***** Available records

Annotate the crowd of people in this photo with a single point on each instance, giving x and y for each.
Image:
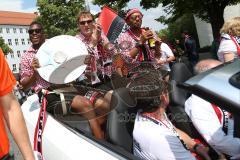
(155, 137)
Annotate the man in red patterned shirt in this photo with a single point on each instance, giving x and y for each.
(29, 64)
(94, 105)
(137, 39)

**********

Task description:
Leaving all pictures aside, quote each record exactly.

Result of the task:
Annotate the crowd of people in this photo with a single point on each instance, giving x and y for each.
Image:
(155, 137)
Annotate the man in red patterned shirt in this photo with a single point on each instance, giving x and y for each.
(29, 64)
(94, 105)
(137, 39)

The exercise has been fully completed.